• EXERCISE DETAILS:
Return every one of the entries below verbatim, keeping each line as it appears.

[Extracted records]
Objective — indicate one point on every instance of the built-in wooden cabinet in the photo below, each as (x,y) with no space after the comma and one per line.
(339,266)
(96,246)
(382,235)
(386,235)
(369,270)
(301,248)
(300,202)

• REPLY TO THE EXERCISE:
Objective — indicate one point on every instance of the built-in wooden cabinet in the photo below, each as (x,y) with no space after the comma and one per line.
(339,266)
(96,246)
(382,235)
(386,235)
(369,270)
(301,248)
(300,202)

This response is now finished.